## REQUIRED WORK
Find every line in the items below that contains the string "doorway", and copy each one in full. Case counts.

## STORED RECORDS
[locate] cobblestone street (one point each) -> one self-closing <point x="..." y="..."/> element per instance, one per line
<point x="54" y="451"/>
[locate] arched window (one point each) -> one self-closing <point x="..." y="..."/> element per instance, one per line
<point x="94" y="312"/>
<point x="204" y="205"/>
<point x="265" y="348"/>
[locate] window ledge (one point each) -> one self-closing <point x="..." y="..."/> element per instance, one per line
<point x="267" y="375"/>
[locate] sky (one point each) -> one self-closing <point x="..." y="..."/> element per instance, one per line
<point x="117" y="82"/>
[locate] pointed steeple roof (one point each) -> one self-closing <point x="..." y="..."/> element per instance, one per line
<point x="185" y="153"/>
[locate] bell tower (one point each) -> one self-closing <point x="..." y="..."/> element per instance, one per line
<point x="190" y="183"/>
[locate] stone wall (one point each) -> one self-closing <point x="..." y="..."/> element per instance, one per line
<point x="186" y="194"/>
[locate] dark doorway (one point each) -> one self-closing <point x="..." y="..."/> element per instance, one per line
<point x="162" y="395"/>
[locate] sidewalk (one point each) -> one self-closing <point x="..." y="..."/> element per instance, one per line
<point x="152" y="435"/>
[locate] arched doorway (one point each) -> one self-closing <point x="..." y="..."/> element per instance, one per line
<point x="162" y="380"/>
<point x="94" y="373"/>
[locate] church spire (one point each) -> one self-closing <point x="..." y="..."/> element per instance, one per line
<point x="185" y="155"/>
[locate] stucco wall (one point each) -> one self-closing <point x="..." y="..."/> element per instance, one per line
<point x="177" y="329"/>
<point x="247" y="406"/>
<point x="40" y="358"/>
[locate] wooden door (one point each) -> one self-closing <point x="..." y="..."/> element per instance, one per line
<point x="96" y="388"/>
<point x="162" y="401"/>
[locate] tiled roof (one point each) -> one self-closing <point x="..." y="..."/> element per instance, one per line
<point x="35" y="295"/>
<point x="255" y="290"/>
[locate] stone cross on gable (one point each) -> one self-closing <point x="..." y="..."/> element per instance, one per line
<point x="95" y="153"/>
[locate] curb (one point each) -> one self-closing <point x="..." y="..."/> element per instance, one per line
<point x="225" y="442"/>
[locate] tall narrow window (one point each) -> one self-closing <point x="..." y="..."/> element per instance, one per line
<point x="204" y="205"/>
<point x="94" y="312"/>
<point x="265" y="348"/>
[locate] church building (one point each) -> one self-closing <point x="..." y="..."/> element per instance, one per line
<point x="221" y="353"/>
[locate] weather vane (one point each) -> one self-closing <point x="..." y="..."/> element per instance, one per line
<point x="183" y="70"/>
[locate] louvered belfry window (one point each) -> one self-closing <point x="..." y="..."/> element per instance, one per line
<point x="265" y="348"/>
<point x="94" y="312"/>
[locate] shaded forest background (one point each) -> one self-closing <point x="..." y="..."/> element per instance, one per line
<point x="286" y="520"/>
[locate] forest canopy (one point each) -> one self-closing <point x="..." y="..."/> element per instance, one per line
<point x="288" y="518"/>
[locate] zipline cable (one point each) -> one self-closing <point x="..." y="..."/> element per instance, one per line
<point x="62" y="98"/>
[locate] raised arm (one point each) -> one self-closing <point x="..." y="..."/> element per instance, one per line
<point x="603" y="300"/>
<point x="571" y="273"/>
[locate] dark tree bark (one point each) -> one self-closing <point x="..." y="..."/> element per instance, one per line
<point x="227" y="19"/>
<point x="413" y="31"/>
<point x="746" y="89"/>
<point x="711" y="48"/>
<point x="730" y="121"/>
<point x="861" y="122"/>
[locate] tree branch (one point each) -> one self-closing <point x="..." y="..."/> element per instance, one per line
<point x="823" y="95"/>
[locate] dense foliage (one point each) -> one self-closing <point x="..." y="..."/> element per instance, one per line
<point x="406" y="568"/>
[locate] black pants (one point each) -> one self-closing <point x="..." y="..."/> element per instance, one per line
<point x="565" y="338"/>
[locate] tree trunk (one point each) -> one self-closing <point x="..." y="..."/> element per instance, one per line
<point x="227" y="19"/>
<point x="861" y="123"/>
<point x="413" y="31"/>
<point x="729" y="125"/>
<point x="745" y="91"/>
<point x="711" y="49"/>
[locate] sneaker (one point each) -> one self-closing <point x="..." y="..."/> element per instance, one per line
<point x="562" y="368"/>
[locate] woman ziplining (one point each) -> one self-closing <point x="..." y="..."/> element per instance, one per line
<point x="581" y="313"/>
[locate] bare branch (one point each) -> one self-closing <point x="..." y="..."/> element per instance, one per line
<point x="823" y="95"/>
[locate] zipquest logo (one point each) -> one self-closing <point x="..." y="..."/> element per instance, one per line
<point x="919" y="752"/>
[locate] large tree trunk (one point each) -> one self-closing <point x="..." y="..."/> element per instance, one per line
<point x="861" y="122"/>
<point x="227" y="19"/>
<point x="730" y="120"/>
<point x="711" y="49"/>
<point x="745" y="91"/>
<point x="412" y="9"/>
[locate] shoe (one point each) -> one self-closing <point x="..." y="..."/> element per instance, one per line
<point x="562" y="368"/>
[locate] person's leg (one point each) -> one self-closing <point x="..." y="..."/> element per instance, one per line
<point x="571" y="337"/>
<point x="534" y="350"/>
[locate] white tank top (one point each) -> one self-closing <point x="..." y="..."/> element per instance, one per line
==
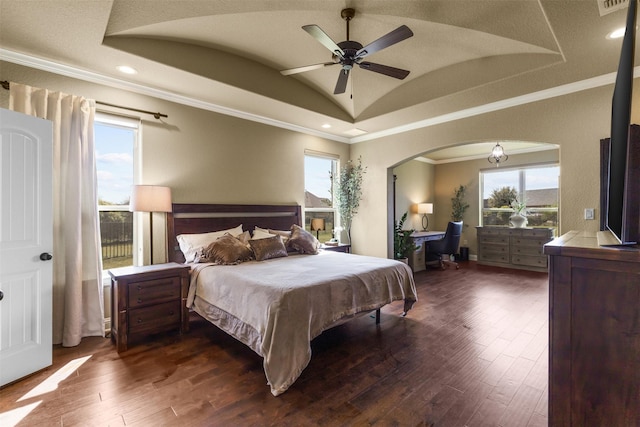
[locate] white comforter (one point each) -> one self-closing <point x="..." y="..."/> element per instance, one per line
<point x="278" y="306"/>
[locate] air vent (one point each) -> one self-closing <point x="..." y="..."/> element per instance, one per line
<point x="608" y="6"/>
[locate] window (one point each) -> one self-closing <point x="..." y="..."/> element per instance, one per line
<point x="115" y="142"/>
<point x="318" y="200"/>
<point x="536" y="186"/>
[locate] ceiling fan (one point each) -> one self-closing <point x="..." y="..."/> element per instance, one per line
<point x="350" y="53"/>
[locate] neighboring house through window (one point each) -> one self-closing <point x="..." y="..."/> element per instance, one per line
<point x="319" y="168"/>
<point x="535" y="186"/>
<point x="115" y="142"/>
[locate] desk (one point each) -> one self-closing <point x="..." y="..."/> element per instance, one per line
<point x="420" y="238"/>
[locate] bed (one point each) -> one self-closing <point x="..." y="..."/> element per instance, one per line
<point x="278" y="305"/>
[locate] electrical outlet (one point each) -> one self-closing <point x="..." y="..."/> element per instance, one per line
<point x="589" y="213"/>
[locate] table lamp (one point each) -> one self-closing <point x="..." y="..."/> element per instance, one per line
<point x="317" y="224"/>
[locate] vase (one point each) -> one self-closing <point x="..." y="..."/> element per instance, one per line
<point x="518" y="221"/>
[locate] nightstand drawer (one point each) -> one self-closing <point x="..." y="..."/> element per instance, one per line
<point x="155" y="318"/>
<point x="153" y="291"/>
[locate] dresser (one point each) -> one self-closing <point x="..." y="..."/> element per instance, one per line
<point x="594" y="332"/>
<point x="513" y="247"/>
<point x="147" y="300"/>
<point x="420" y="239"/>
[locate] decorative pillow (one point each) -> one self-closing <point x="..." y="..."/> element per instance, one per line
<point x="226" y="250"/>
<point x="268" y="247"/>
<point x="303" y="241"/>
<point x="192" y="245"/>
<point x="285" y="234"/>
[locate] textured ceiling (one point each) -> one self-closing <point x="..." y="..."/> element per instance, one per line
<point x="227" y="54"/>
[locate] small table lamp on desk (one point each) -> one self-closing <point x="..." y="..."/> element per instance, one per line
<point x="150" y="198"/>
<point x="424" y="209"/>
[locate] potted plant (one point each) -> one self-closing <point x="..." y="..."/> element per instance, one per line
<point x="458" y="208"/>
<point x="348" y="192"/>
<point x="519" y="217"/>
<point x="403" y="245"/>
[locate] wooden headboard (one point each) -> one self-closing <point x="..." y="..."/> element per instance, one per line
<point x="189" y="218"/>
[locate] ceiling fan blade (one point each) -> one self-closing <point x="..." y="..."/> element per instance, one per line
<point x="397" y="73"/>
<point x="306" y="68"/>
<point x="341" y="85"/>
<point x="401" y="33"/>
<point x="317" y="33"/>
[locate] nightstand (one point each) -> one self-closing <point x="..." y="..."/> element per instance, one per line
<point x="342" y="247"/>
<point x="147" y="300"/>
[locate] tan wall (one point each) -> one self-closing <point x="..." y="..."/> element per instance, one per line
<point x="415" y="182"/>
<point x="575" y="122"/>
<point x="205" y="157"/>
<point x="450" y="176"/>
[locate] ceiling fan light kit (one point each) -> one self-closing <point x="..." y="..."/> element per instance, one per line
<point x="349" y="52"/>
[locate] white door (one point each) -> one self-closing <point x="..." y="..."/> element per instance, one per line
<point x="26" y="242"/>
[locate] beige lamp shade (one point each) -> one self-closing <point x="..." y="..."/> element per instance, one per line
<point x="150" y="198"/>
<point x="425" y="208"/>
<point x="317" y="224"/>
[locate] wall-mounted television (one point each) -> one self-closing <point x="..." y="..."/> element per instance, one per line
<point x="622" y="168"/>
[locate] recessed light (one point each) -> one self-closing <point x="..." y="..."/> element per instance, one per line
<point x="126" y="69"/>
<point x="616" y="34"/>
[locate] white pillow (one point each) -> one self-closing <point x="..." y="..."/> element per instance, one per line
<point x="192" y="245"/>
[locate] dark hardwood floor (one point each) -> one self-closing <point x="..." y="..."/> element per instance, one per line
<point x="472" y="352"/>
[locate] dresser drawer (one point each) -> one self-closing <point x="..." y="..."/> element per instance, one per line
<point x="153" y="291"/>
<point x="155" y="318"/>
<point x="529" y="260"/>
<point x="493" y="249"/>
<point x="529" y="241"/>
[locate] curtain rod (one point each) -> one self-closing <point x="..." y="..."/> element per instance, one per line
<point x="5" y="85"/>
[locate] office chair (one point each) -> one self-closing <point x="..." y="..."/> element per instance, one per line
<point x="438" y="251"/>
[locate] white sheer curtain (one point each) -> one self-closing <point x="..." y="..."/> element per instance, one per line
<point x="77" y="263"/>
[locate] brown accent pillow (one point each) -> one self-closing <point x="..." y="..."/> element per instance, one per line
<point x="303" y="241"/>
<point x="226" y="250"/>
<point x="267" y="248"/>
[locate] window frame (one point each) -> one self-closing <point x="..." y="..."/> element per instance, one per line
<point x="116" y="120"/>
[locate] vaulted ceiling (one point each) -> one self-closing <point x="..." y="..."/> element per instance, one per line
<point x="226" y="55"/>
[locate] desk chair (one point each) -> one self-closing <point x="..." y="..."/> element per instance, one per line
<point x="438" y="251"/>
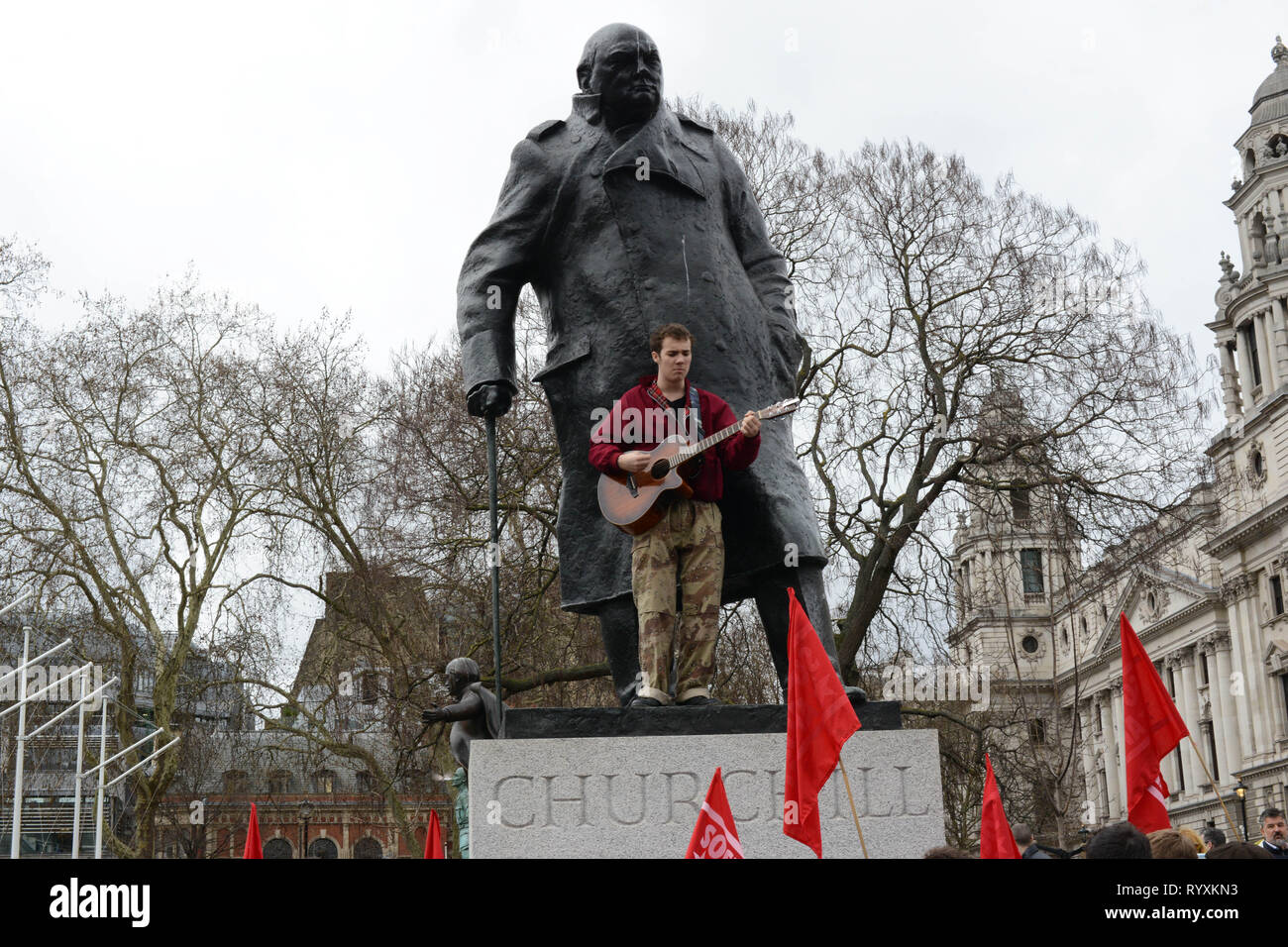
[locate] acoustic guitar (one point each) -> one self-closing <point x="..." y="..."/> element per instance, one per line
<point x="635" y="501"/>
--
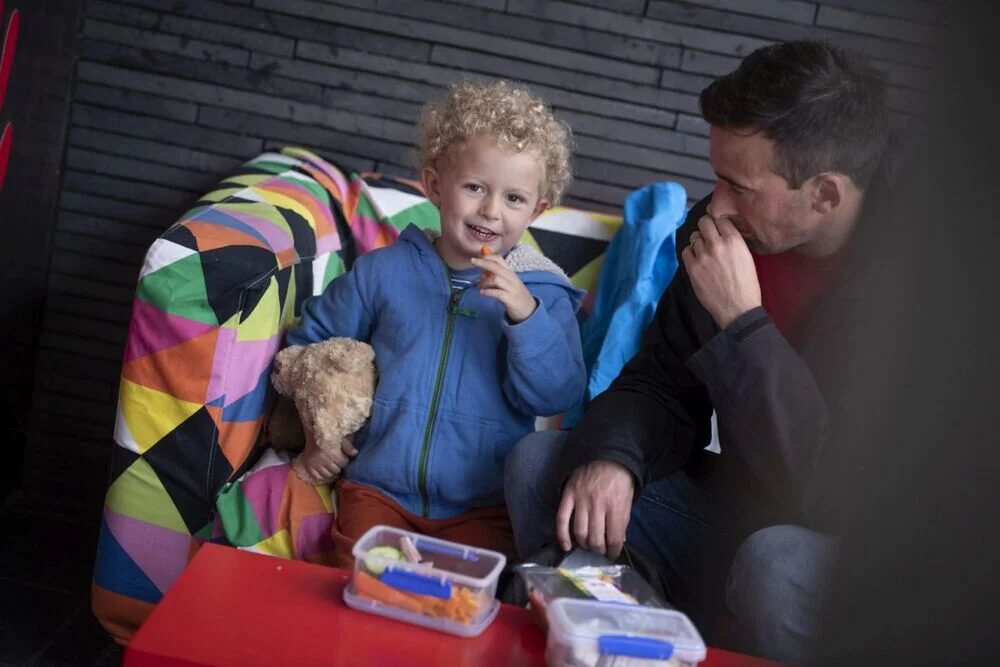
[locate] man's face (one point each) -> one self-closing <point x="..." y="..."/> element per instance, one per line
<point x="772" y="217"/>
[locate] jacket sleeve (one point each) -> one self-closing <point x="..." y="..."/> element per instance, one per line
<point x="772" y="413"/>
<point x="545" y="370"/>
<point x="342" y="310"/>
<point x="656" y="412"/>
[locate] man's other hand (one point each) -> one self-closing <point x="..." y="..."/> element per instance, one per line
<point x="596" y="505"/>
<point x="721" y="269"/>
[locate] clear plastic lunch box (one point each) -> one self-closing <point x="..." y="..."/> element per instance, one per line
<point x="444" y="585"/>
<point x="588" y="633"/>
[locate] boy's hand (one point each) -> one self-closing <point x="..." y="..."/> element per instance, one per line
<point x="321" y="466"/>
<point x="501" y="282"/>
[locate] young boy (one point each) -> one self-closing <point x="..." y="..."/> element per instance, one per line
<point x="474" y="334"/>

## THE RESULT
[locate] dark doorway (one point each) -> one self-closing <point x="..." y="..."/> element per instance, one per line
[locate] arched doorway (one point each) -> one self-closing <point x="..." y="..."/> element per instance, one per line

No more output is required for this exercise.